**DOCUMENT SEGMENT**
# # # # # # #

Click here to read reviewer Sandie Kirkland's take on Unaccustomed Earth.
In a departure from her earlier collection, The Interpreter of Maladies, Jhumpa Lahiri sets these eight short stories essentially in the United States. The protagonists are second-generation middle-class Bengali expatriates, born and brought up in a culture that, while different fromir parents’, allows them to embrace the typical youthful angsts of love, friendship, responsibility, and disappointment. Lahiri quotes a passage from Nathaniel Hawthorne’s The Custom House in the epigraph that succinctly sums ups the book’s thesis and gives it its title.
In the title story that opens the book, Ruma views with concern and a certain amount of trepidation a visit from her widowed father. Her father’s visit is a possible precursor to a more long-term living arrangement. Ruma, who was close to her mother but not her father, is unaware that her father has plans of his own, including a romance with a Bengali widow. In a low-key narrative bereft of significant twists and turns, father and daughter avoid the key topic during the brief stay, and it is only after her father’s departure that Ruma finds his letter to his lover.

# # # # # # #

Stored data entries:
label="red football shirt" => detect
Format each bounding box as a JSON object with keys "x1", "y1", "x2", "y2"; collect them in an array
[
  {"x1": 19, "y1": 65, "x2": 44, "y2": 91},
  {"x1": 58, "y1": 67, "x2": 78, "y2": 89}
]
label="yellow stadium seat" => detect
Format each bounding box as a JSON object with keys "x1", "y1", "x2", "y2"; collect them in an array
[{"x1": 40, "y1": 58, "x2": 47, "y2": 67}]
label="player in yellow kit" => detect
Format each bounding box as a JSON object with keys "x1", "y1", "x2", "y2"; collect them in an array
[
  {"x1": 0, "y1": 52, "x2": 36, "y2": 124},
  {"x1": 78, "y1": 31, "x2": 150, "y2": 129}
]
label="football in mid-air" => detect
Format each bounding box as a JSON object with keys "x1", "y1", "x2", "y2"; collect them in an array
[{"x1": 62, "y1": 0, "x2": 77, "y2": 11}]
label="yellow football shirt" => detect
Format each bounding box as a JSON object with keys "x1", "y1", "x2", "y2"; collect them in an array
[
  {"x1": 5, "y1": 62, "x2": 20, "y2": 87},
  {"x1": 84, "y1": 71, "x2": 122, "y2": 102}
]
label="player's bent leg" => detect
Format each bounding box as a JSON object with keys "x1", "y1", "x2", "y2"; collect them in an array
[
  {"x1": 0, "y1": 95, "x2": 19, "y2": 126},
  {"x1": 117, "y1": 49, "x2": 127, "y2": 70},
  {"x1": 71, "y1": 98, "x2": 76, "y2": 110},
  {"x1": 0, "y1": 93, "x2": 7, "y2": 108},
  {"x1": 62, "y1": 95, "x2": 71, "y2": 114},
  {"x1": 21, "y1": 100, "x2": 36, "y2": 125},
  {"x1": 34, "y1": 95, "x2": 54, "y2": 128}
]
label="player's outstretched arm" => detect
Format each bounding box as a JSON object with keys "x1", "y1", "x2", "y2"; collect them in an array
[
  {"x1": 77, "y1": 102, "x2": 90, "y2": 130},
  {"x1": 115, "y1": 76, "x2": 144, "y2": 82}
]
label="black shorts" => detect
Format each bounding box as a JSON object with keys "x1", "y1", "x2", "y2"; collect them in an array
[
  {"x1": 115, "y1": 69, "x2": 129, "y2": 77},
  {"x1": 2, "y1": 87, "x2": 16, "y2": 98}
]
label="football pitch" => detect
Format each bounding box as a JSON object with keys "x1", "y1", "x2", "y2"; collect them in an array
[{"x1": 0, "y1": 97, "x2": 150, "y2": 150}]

# # # # # # #

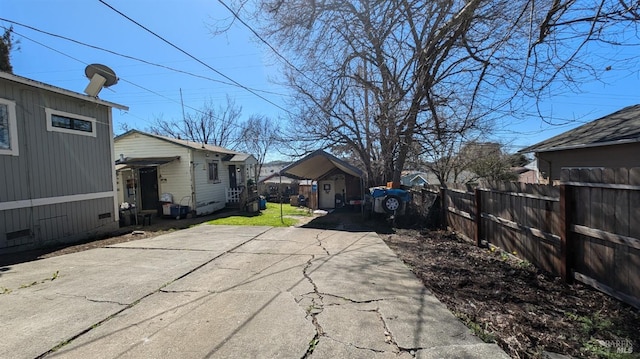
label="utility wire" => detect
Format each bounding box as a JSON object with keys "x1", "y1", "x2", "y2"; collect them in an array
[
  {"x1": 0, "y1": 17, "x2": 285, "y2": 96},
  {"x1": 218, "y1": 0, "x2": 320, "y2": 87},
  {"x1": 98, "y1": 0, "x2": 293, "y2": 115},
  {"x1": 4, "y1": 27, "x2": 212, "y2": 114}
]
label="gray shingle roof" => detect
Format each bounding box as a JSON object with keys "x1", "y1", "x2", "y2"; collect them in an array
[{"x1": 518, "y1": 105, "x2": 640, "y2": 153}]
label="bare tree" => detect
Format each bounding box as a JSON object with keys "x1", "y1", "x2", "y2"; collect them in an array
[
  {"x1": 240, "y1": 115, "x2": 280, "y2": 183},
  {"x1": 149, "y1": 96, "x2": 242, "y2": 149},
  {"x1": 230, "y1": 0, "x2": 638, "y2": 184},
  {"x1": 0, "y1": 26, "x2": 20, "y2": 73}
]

# # # # # # #

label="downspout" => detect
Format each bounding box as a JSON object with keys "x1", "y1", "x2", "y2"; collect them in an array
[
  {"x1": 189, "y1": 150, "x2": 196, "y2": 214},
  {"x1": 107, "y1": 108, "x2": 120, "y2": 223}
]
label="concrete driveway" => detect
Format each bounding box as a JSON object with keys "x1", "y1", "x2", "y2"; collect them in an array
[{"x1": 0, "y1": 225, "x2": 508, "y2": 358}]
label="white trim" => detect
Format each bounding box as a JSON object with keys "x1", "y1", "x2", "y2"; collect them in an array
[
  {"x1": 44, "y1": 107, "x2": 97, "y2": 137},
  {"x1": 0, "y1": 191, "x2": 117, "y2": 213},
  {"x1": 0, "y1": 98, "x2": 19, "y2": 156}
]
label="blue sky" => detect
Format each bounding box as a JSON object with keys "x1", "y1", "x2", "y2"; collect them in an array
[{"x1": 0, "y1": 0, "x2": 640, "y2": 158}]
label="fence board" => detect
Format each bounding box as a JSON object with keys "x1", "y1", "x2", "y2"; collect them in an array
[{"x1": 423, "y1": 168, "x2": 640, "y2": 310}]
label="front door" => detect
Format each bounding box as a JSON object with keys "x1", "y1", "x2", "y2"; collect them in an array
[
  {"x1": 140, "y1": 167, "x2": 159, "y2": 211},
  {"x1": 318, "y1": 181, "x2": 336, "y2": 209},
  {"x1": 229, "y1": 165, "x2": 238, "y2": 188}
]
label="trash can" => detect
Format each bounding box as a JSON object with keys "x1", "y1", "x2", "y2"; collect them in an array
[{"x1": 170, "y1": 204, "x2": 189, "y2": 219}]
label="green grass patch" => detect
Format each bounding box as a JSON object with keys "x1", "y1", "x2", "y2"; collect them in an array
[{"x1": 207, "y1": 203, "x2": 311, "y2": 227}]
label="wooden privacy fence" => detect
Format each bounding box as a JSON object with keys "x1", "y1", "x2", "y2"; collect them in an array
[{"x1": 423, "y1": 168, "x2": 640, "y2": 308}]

# # # # # # #

**ACTIVITY LIST**
A. Answer these questions using the review of Unaccustomed Earth.
(i) How many short stories does the collection contain?
(ii) Which work does Lahiri quote in the epigraph?
(iii) What does Ruma find after her father leaves?
B. Carry on the review of Unaccustomed Earth from its final sentence.

**ANSWERS**
A.
(i) Eight.
(ii) Nathaniel Hawthorne's The Custom House.
(iii) Her father's letter to his lover.

B.
A brother’s alcoholism seen through the guilt-ridden eyes of his sister who may be responsible for his condition, a young college student jilted by her married lover, a family friend whose marriage to an American has startling repercussions on the narrator’s mother, and a young couple’s trip to attend a friend’s wedding - all point to Lahiri’s mastery of the narrative that hold its own in spite of not being buoyed by sudden unexpected detours. Her prose is simple enough to be unobtrusive, and this allows the reader to focus on the characters and the narrative.
The second part of the book features a set of three intertwined stories. Hema and Kaushik meet as children in Massachusetts, only to ignore each other as their paths diverge. Kaushik finds himself hating his stepmother, Chitra, because her presence in his father’s life obliterates memories of his mother. This he recounts in a taut narrative that blends youthful indifference with the pathos that accompanies a singular loss. In the final story, Hema and Kaushik meet as adults in Rome when their life takes an unexpected turn.
The collection captures the lives of young people caught in the eddies of parental expectations and personal desires while their parents try to come to grips with an alien culture. Lahiri writes with a confident touch and has a palpable grip on the characters, and the pacing that results is an enjoyable, albeit melodramatic, collection of stories.